What are the Antioxidants in Tea?

The main type of antioxidants are flavonoids. The amount and type of flavonoids in tea depend on the variety, manufacturing processes and brewing habit. Catechins, a group of flavonoids, are found in all teas but are particularly high in green tea. During the fermentation process of black tea, the catechins are converted to more complex flavonoids known as theaflavins (which provide the unique flavour of a particular tea) and thearubigens (which give the tea its liquor colour). Oolong tea contains antioxidants that are found in both green and black tea. Scientific research suggests that the flavonoids in green, black and oolong tea have similar antioxidant activity. Most scientific research has been based on the study of catechins because they can be easily isolated.

 

Does the addition of milk, lemon, sugar or artificial sweetener affect the antioxidant level?

Emerging evidence suggests that there is no effect on the absorption of the tea flavonoids or catechins. Research conducted by the CSIRO in 1997 also showed that the addition of milk to black tea did not affect the antioxidant activity.

 

Is the Antioxidant level in all tea the same?

Research suggests that tea grown in different regions contain varying levels of flavonoid antioxidants. The length of brewing time will affect the release of flavonoid antioxidants. The majority of flavonoids are released within two minutes of brewing. The method of brewing also affects the amount of antioxidant in each cup. Teabags which are moved within the cup tend to release the flavonoids faster than tea brewed in a teapot.

 

Iron Absorption

The flavonoids in tea like other compounds in food such as phytates in cereal partially inhibit iron absorption when consumed with food. Only iron from plant sources and not animal sources are affected. This effect can be reduced significantly by the inclusion of vitamin C rich food (eg orange juice). In western countries, there is no indication that tea consumption causes iron deficiency. Risk groups for iron anaemia (young children and pregnant women) are encouraged to eat diets rich in iron and vitamin C.

 

Does Tea effect cholesterol levels?

**PARTS OF THE EXERCISE:**
- A) The tea antioxidants text poses a question about adding certain things to tea. List every addition named in that question.
- B) In the tea antioxidants text, within what time of brewing are the majority of flavonoids released?
- C) Reproduce everything in the tea antioxidants text from "Does the addition" down to "the antioxidant activity.".

**SUPPLIED DATA:**

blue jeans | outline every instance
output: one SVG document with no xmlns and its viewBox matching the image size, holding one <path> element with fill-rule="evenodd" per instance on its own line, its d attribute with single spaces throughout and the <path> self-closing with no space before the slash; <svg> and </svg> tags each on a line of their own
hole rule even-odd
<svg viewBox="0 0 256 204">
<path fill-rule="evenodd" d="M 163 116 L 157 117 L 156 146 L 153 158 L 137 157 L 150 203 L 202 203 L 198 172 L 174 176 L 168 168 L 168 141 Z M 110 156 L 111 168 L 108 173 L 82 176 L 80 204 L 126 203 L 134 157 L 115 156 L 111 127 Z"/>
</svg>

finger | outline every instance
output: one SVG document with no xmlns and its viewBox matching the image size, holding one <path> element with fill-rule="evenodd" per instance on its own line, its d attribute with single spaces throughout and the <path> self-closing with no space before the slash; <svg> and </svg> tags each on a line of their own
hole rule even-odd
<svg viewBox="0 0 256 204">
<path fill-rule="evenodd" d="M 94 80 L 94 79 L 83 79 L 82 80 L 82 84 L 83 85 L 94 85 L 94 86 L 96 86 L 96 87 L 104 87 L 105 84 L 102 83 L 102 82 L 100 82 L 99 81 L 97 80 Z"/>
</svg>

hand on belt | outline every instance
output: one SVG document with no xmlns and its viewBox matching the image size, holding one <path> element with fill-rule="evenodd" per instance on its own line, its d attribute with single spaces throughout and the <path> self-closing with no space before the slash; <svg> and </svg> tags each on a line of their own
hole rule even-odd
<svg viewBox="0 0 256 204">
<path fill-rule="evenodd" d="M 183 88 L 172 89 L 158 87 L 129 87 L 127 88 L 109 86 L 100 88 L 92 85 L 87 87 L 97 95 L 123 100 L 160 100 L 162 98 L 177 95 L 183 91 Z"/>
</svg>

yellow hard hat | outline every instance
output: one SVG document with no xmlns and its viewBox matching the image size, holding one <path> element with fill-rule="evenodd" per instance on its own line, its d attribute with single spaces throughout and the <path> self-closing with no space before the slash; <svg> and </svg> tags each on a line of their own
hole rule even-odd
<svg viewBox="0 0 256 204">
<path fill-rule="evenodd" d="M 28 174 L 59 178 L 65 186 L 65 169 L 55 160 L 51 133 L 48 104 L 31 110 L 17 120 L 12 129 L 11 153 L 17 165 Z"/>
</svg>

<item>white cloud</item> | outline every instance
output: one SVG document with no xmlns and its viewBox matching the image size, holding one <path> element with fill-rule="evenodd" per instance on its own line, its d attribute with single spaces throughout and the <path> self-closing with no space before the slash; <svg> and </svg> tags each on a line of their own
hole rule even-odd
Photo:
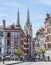
<svg viewBox="0 0 51 65">
<path fill-rule="evenodd" d="M 51 0 L 38 0 L 36 3 L 51 6 Z"/>
</svg>

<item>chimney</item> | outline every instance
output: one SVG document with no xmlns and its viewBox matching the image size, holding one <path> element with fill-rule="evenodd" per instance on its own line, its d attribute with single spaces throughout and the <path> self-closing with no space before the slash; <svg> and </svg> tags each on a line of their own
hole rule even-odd
<svg viewBox="0 0 51 65">
<path fill-rule="evenodd" d="M 5 20 L 3 20 L 3 27 L 5 28 Z"/>
</svg>

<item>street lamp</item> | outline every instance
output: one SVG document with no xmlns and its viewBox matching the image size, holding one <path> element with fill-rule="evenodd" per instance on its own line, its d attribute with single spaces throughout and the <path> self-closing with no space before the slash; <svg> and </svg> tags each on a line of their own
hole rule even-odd
<svg viewBox="0 0 51 65">
<path fill-rule="evenodd" d="M 27 61 L 28 61 L 28 31 L 26 32 L 27 33 Z"/>
</svg>

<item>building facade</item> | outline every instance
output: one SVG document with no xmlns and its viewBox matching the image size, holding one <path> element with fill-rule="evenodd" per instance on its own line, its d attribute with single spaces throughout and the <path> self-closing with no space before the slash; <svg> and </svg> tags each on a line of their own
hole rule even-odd
<svg viewBox="0 0 51 65">
<path fill-rule="evenodd" d="M 45 48 L 47 49 L 47 56 L 51 57 L 51 16 L 46 14 L 45 19 Z"/>
<path fill-rule="evenodd" d="M 29 35 L 25 34 L 21 28 L 19 11 L 16 25 L 6 27 L 5 24 L 6 21 L 3 20 L 5 55 L 16 55 L 17 49 L 21 49 L 24 52 L 24 56 L 29 55 Z"/>
<path fill-rule="evenodd" d="M 3 54 L 4 54 L 3 28 L 0 25 L 0 59 L 2 58 Z"/>
</svg>

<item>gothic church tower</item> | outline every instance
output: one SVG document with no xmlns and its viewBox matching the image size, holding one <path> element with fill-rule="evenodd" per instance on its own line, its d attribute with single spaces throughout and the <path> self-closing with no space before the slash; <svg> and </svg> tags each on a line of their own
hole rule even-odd
<svg viewBox="0 0 51 65">
<path fill-rule="evenodd" d="M 25 33 L 28 33 L 32 37 L 32 25 L 30 23 L 30 18 L 29 18 L 29 9 L 27 10 L 27 22 L 25 24 Z"/>
</svg>

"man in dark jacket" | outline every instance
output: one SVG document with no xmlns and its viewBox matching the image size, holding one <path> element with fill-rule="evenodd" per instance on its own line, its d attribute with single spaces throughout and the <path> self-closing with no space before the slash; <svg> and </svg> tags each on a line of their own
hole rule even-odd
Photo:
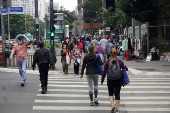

**SOLUTIONS PER TASK:**
- A) Milk, lemon, sugar, artificial sweetener

- B) Within two minutes of brewing.

- C)
Does the addition of milk, lemon, sugar or artificial sweetener affect the antioxidant level?

Emerging evidence suggests that there is no effect on the absorption of the tea flavonoids or catechins. Research conducted by the CSIRO in 1997 also showed that the addition of milk to black tea did not affect the antioxidant activity.